## Task 1
In the passage on the empty tomb, repeat the lines from "I would always" up to and including "from the dead.", switching "sepulchre" to "tomb".
## Task 2
Translate this sentence from the passage on the empty tomb into Spanish: "For as yet they knew not the scripture, that he must rise again from the dead."

## Text to read
##########

2 Then she runneth, and cometh to Simon Peter, and to the other disciple, whom Jesus loved, and saith unto them, They have taken away the Lord out of the sepulchre, and we know not where they have laid him.
Mary was so intent on her purpose for going to the tomb to wash and anoint his body that she seems to have missed the point of the angel’s glorious message: He is not here! He is risen! We do that too sometimes—we become so focused on our own goals that we miss the grander purpose God may have in mind.
3 Peter therefore went forth, and that other disciple, and came to the sepulchre.
4 So they ran both together: and the other disciple did outrun Peter, and came first to the sepulchre.
5 And he stooping down, and looking in, saw the linen clothes lying; yet went he not in.
John often spoke of himself in the third person as “the other disciple” or “the disciple whom Jesus loved.” Jesus seems to have had a gift for making each person feel like His favorite–perhaps because, in his infinite love, we are indeed each his favorite. John felt that love deeply. Peter and John raced to the tomb to see what had happened, and John tells us that he got there first. But he was not first to enter the tomb. That privilege went to Peter, the chief apostle.
6 Then cometh Simon Peter following him, and went into the sepulchre, and seeth the linen clothes lie,
7 And the napkin, that was about his head, not lying with the linen clothes, but wrapped together in a place by itself.
I would always pause here in my reading to remind my children that, as busy as Jesus was that morning, He still took the time to fold his sheets and make his bed!
8 Then went in also that other disciple, which came first to the sepulchre, and he saw, and believed.
9 For as yet they knew not the scripture, that he must rise again from the dead.

##########

## Information provided

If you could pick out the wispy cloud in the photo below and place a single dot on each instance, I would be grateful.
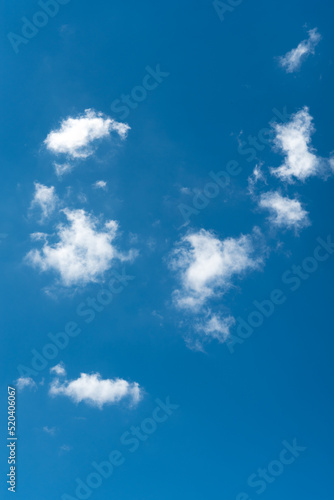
(76, 135)
(212, 327)
(206, 266)
(25, 383)
(293, 59)
(45, 199)
(100, 185)
(84, 251)
(49, 430)
(284, 211)
(95, 391)
(293, 140)
(58, 369)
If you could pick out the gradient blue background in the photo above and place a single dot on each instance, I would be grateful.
(235, 410)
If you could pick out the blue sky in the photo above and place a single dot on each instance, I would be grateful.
(246, 100)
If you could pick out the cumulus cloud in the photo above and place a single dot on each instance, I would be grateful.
(293, 140)
(206, 265)
(25, 383)
(58, 369)
(100, 185)
(95, 391)
(62, 168)
(285, 212)
(293, 59)
(45, 199)
(216, 327)
(256, 177)
(83, 251)
(50, 430)
(75, 136)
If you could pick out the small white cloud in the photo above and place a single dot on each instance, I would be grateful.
(206, 266)
(95, 391)
(292, 60)
(83, 252)
(100, 185)
(65, 448)
(58, 369)
(256, 177)
(293, 140)
(45, 198)
(49, 430)
(25, 383)
(215, 327)
(75, 136)
(62, 169)
(285, 212)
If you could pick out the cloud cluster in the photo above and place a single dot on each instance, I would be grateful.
(95, 391)
(25, 383)
(293, 59)
(284, 212)
(293, 140)
(214, 326)
(76, 135)
(206, 265)
(82, 252)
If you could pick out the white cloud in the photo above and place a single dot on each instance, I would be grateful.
(216, 327)
(95, 391)
(293, 140)
(58, 369)
(256, 177)
(75, 136)
(49, 430)
(65, 448)
(292, 60)
(45, 198)
(285, 212)
(63, 168)
(100, 185)
(82, 253)
(206, 266)
(25, 383)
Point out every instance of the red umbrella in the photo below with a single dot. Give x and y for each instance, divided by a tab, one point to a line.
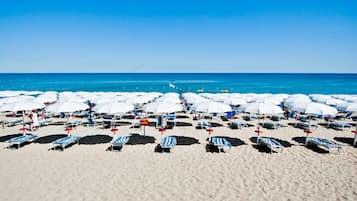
68	130
114	130
23	129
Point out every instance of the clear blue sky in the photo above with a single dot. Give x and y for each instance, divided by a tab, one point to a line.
178	36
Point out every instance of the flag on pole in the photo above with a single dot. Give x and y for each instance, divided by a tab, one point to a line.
171	85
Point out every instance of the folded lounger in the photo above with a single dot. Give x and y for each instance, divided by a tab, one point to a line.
204	124
323	143
65	141
12	122
220	143
272	144
237	124
305	125
339	125
168	142
21	139
272	125
119	142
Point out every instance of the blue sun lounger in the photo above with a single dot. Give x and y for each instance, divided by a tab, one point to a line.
323	144
119	142
12	122
65	141
168	142
220	143
339	125
204	124
21	139
272	144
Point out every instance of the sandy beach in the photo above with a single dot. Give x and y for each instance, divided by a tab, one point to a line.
89	172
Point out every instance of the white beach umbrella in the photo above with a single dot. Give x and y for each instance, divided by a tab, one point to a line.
211	107
261	108
352	107
66	107
113	107
314	108
235	101
21	106
162	107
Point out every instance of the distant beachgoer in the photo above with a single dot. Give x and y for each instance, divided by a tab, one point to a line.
35	122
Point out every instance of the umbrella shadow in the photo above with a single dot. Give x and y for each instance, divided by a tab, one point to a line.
183	140
301	141
183	124
49	138
137	139
8	137
95	139
346	140
235	142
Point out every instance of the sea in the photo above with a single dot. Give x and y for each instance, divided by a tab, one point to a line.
182	82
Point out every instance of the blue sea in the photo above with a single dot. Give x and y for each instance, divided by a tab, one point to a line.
187	82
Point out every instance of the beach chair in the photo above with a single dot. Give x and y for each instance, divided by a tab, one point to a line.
204	124
338	125
21	140
119	142
323	143
272	144
237	124
12	122
220	143
73	123
305	125
271	125
168	142
228	115
64	142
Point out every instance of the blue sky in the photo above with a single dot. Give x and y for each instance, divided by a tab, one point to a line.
178	36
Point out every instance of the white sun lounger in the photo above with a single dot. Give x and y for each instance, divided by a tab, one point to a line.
21	139
272	144
12	122
119	142
168	142
323	143
220	143
65	141
204	124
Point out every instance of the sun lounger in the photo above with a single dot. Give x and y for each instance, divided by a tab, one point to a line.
338	125
237	124
272	144
73	123
44	122
271	125
220	143
168	142
204	124
65	141
21	139
12	122
119	142
305	125
323	143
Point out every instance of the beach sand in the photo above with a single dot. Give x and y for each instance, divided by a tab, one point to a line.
89	172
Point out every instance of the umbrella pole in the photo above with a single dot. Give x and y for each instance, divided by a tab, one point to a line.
23	118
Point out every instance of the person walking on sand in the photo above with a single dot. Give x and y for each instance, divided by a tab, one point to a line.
35	122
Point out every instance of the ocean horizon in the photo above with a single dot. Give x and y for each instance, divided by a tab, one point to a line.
306	83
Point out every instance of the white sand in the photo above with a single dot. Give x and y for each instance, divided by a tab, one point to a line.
89	172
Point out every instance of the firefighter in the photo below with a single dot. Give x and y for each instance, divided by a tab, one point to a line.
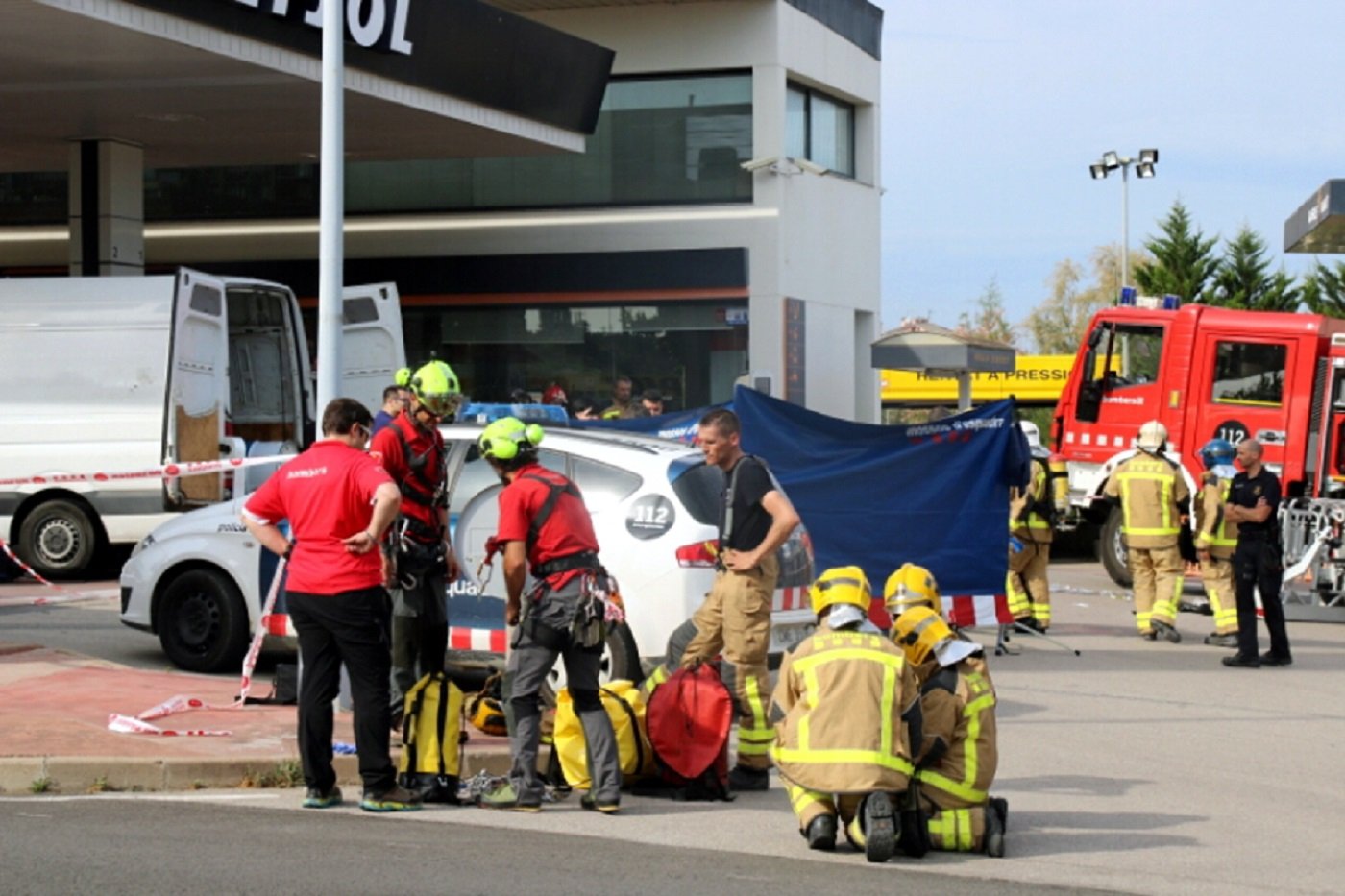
1153	498
846	712
1216	539
412	449
957	758
1029	553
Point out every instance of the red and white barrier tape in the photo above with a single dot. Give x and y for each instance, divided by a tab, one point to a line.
181	704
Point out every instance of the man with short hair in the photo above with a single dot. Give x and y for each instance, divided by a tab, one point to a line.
396	400
735	619
1253	503
335	596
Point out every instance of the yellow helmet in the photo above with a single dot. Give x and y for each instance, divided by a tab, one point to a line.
841	586
434	386
911	587
918	631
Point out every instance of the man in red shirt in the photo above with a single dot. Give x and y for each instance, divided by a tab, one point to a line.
547	529
339	502
412	451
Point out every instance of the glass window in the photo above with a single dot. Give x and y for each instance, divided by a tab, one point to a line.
819	128
1248	375
602	485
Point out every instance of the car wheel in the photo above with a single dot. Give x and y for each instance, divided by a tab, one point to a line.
202	621
1112	549
58	539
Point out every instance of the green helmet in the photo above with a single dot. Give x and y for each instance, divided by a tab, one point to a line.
507	436
434	386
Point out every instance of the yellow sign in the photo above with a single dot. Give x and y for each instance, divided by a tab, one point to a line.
1038	379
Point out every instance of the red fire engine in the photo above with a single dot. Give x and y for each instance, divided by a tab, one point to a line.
1210	373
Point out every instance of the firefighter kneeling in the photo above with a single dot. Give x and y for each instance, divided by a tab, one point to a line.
846	712
957	758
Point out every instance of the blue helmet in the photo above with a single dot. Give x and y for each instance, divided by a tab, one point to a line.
1216	452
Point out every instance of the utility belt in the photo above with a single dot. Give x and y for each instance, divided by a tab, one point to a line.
582	560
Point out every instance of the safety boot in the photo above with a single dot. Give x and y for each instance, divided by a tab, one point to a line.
997	822
822	833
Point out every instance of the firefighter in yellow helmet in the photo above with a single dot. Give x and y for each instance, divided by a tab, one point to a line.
1153	496
846	712
957	758
1029	553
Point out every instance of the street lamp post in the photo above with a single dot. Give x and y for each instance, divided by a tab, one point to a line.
1143	168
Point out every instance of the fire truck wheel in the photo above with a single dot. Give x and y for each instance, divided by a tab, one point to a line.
1112	549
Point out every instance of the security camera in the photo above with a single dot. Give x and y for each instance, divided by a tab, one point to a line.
756	164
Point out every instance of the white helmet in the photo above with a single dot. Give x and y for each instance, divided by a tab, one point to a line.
1153	436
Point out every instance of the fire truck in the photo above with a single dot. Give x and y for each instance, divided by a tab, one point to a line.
1210	373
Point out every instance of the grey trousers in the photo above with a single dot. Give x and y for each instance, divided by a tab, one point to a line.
527	667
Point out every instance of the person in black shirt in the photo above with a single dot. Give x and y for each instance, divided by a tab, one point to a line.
735	619
1253	503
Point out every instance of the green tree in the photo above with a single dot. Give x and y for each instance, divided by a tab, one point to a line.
1183	262
1241	278
989	319
1324	289
1058	325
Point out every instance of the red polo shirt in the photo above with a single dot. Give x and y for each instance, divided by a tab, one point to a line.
327	494
568	530
387	448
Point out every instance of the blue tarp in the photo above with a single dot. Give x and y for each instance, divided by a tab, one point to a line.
877	496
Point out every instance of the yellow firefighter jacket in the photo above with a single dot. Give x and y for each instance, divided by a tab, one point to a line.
1216	534
838	709
1149	487
958	717
1025	522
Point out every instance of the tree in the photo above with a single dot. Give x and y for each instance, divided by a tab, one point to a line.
1324	289
1184	261
1058	325
1241	280
989	321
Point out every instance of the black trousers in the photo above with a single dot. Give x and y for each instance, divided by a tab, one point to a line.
352	628
1257	564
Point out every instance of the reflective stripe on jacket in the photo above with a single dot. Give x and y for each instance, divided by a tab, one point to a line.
838	709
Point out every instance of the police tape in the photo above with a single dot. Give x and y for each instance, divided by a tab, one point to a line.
138	724
163	472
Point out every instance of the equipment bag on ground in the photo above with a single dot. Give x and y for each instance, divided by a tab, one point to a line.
432	739
689	718
624	705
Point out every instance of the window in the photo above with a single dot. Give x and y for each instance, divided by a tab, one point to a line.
819	128
1248	375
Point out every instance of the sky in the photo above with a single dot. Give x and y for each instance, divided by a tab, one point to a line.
992	110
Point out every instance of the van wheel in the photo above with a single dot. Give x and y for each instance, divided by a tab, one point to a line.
1112	549
202	621
58	539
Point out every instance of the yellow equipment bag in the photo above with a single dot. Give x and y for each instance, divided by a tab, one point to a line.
432	739
624	705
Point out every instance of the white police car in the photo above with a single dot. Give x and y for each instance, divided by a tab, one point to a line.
199	580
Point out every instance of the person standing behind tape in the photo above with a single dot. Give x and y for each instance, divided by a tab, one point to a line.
335	596
412	449
1153	498
547	529
735	619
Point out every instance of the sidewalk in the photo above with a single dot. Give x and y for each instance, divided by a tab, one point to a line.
54	711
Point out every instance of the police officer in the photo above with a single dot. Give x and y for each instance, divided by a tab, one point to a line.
735	619
1029	525
1216	536
846	714
1153	498
957	759
545	529
412	449
1253	503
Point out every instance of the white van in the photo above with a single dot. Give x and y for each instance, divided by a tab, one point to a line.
108	375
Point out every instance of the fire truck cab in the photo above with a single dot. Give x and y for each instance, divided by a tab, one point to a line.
1204	373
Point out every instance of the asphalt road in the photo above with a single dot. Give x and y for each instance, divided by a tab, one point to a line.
255	844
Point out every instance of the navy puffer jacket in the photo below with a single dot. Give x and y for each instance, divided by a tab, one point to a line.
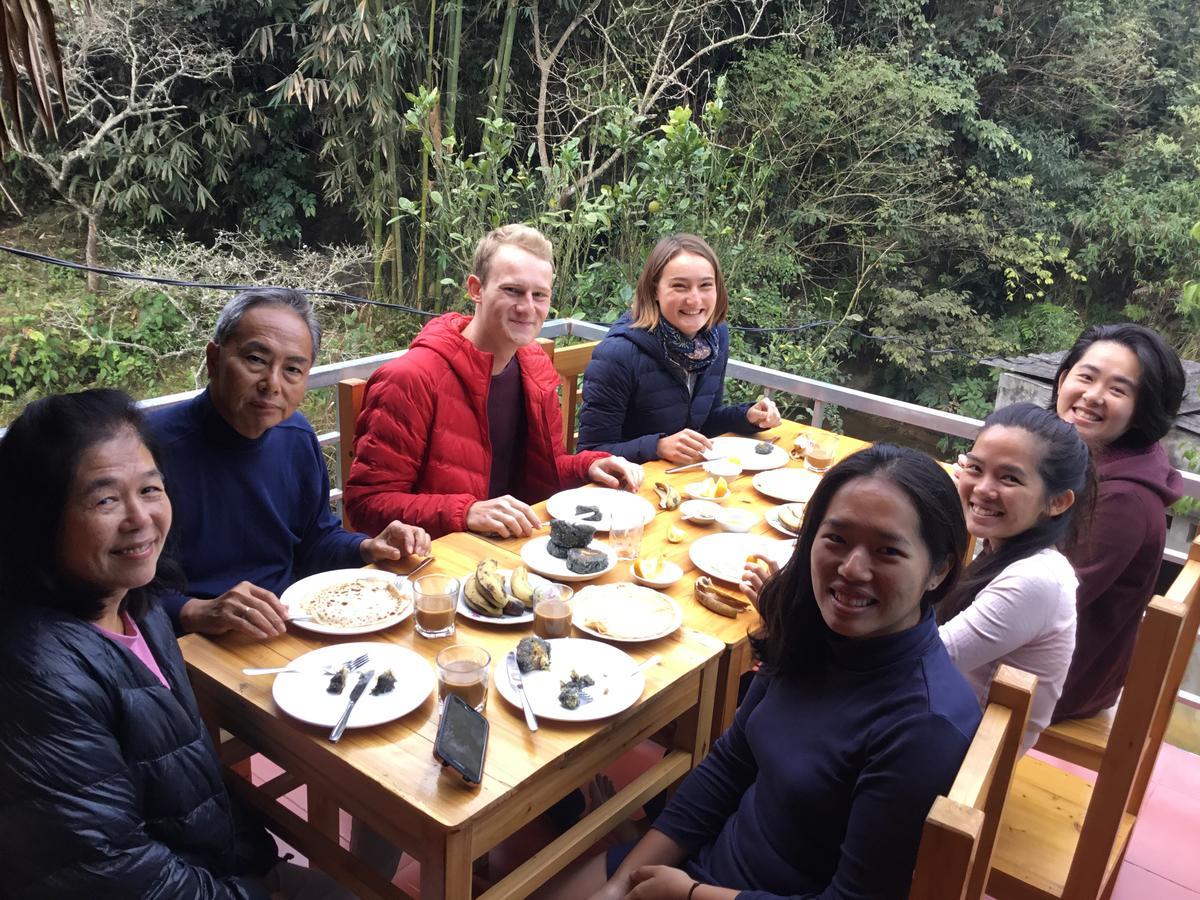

##########

## Exercise result 1
I would always pause here in my reading to remind my children that, as busy as Jesus was that morning, He still took the time to fold his sheets and make his bed!
8 Then went in also that other disciple, which came first to the tomb, and he saw, and believed.
9 For as yet they knew not the scripture, that he must rise again from the dead.

## Exercise result 2
Porque aún no conocían la Escritura, que era necesario que él resucitara de entre los muertos.